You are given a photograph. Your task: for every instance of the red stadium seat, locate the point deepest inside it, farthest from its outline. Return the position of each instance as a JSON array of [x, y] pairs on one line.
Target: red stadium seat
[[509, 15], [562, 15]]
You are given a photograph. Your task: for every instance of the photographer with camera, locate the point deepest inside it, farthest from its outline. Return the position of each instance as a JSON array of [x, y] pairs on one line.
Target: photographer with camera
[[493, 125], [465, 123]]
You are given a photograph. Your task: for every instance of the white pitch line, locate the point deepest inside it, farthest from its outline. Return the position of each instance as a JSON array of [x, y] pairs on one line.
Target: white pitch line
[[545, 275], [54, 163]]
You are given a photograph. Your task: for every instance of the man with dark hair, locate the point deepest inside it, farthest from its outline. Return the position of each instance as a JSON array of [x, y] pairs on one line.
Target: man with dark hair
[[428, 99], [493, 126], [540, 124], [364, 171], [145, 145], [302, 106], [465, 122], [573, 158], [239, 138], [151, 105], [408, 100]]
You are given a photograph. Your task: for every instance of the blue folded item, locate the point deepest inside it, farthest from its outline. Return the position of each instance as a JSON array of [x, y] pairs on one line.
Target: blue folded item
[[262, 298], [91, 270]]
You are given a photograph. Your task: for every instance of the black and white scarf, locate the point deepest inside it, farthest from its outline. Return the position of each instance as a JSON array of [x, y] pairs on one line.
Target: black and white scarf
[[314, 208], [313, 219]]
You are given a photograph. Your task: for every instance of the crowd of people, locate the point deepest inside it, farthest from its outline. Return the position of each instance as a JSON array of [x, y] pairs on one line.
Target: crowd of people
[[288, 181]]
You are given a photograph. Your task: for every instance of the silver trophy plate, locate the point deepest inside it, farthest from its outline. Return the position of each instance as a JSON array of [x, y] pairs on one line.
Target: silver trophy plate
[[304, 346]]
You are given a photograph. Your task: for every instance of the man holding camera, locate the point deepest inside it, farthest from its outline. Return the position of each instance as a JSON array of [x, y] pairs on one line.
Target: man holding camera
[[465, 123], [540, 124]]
· · · · ·
Would you please output every record again, exactly?

Exercise result
You are given a photograph. Your task: for every instance of the red stadium seat, locate the point deepest inside it, farthest from its outline. Return the position of each instance as a JSON array of [x, y] pairs on one line.
Target: red stadium seat
[[509, 15], [562, 15]]
You are given a photograph. Your task: for every instance of the photographer with camera, locate the point deepest inside it, farthest from its outline. Return the position of each instance as a JSON array of [x, y] pairs on one line.
Target: photographer with camera
[[493, 125], [465, 123]]
You are given a photograph. Your task: for every instance of the white pitch line, locate the point deepest inside it, farthest from its outline. Return the position of each instance as a JSON array of [x, y] pairs on one line.
Target: white pitch line
[[545, 275], [54, 163]]
You are given a photograph. Your task: for every instance of the man with dark hair, locate the point deepest inside it, farthest from its outline. Return the position of each instance as a JSON array of [x, y] pairs on one line.
Target: man with dark hair
[[428, 99], [493, 126], [540, 124], [364, 171], [145, 145], [302, 106], [465, 122], [573, 158], [239, 138], [151, 105], [408, 100]]
You are given a photograph. Your task: for every instance of the blue folded item, locate the point deepest inside it, farthest from its outline. Return the position of each instance as a JSON array of [x, y] pairs on one line.
Target: blue folded item
[[262, 298], [91, 270]]
You are given a photograph. Your task: for every instance of the black and white scarf, locate the point deepest inside it, farthest from its outline. Return the position of each instance as a JSON array of [x, y] pairs on one line.
Target: black and white scarf
[[314, 208], [313, 219]]
You are given a photograph. Your task: for every instance of the crowd of people, locate the point deepest inside it, farthest from its outline. Return the position of each instance as a JSON array of [x, y] pairs on one line.
Target: crowd of people
[[288, 181]]
You are given a photograph. Your task: for every instance of the silver trophy plate, locate the point deepest inside it, farthest from its outline. Return the position of each instance as a JSON array of [x, y] pairs on one line.
Target: silver trophy plate
[[304, 346]]
You are given a photograph. Your task: for every instance of the man holding camera, locate the point deepest inside it, farthest from its outline. Return the position of each instance as a JSON array of [x, y] pairs on one line.
Target: man holding camera
[[465, 123], [540, 124]]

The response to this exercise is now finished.